[Records from a data collection]
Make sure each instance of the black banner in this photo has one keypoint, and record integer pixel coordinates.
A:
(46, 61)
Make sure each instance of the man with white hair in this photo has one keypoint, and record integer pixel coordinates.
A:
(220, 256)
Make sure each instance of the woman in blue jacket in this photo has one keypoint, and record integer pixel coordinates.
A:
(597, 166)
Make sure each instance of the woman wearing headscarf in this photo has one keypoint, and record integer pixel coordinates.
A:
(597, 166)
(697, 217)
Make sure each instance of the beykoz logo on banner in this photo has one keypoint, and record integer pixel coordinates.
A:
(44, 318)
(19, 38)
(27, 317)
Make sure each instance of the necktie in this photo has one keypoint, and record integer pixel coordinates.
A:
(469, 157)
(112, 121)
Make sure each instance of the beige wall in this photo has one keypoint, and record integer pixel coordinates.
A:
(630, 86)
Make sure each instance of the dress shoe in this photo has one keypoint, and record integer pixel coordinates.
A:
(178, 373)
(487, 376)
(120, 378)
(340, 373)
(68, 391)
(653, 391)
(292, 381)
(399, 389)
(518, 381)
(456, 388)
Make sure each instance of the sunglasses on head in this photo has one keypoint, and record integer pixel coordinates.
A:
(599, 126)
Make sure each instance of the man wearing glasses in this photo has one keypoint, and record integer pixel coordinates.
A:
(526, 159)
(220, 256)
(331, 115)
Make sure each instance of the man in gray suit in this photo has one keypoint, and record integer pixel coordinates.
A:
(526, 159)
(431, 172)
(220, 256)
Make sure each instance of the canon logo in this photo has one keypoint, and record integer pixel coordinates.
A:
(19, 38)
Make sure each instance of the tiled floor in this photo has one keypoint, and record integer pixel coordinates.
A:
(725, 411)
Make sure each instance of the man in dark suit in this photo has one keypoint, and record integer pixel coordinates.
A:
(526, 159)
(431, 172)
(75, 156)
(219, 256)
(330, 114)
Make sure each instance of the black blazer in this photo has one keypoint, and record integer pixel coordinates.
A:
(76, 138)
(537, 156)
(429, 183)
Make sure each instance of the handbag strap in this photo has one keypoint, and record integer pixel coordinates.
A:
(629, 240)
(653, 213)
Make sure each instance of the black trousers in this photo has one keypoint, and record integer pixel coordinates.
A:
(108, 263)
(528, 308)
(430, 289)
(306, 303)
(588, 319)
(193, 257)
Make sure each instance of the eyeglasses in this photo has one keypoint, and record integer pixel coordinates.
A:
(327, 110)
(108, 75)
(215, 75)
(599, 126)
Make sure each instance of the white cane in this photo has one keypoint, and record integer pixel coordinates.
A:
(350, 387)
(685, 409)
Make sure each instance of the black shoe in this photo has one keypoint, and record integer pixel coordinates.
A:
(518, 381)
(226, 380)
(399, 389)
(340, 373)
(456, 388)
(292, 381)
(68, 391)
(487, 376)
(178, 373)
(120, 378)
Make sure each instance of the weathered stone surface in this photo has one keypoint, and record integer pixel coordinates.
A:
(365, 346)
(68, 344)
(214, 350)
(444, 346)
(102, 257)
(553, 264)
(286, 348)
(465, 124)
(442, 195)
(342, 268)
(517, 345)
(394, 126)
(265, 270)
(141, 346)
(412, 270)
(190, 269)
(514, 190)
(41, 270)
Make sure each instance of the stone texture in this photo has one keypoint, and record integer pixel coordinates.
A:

- [What is being asked] The data is to be given again in full, with every line exact.

- [Answer area]
Make sure each instance of the black banner in this photo has one keypoint, and record integer pixel coordinates.
A:
(46, 61)
Make sure each instance of the man with white hair in this photo has one keypoint, and record integer pixel coordinates.
A:
(220, 256)
Make sure each instance of the woman in blue jacket in this photo has one keypoint, and record integer pixel coordinates.
A:
(597, 166)
Make sure each instance of the woman wearing headscarf in this photo has one keypoint, and record integer pixel coordinates.
A:
(597, 166)
(697, 217)
Make sure each instance of the beykoz logo on banner in this photo has one keypoint, and record integer pixel coordinates.
A:
(44, 318)
(19, 38)
(27, 317)
Make sure each instance of the necktie in this photo has one keypoint, and record integer pixel coordinates.
A:
(469, 157)
(112, 121)
Make sure each instance of the beige wall in this photo has one keypoint, and record integer pixel coordinates.
A:
(630, 86)
Make sure each instance of the dress shoe in this photo has one keypoint, and record integer pixel coordinates.
A:
(178, 373)
(487, 376)
(120, 378)
(340, 373)
(68, 391)
(653, 391)
(292, 381)
(399, 389)
(518, 381)
(456, 388)
Make sure each instance of the sunglasses on head in this photo has one keypoint, and record integer pixel coordinates.
A:
(599, 126)
Make sure each instance of the man wearing glasses in this photo has one keypoint, and record integer pixel coordinates.
A:
(526, 159)
(220, 256)
(331, 115)
Make sure each instance of the man in gray suit in this photo has one keypoint, and record integer pixel coordinates.
A:
(526, 159)
(431, 172)
(220, 256)
Make sure each instance of the canon logo in this photo has one keypoint, and record integer pixel coordinates.
A:
(19, 38)
Make sure each instance of the tiled floor in this photo has one keypoint, and record integer pixel coordinates.
A:
(725, 411)
Make sure each instance of the man in dark suit in this photo has one keypoint, and record integer pixel coordinates.
A:
(526, 159)
(431, 172)
(75, 156)
(219, 256)
(330, 114)
Make sure each instance of the black blazer in this photo has one keypoint, and record integer pixel coordinates.
A:
(76, 138)
(537, 156)
(429, 183)
Make sure each instance of the handbag strap in this photo has one keypoint, and record integer pixel coordinates.
A:
(629, 240)
(653, 213)
Make sure each instance of the black trousers in this photo has one keypoint, and record integer pixel coordinates.
A:
(108, 263)
(528, 308)
(430, 289)
(306, 303)
(588, 319)
(193, 257)
Make sure each instance of the eyeglasses in this photo has one keypoint, and record integer pixel coordinates.
A:
(327, 110)
(108, 75)
(215, 75)
(599, 126)
Make sure each instance of the white cane in this photo has one keypoint, and record integer pixel coordinates.
A:
(350, 387)
(685, 409)
Make sure each instance of the black shoe in this photo has one keypoint, and record integer pixel coordinates.
A:
(518, 381)
(226, 380)
(399, 389)
(340, 373)
(456, 388)
(292, 381)
(68, 391)
(487, 376)
(178, 373)
(120, 378)
Make sure each instance of the weathered stone surface in this photo has one keypoint, and record integer pixel coordinates.
A:
(365, 346)
(68, 344)
(214, 350)
(444, 346)
(102, 257)
(553, 264)
(286, 348)
(465, 124)
(442, 195)
(342, 268)
(517, 345)
(394, 126)
(265, 270)
(141, 346)
(412, 270)
(190, 269)
(514, 190)
(41, 270)
Make sure each instance of the stone texture in this photo has one keypoint, and record integer pixel coordinates.
A:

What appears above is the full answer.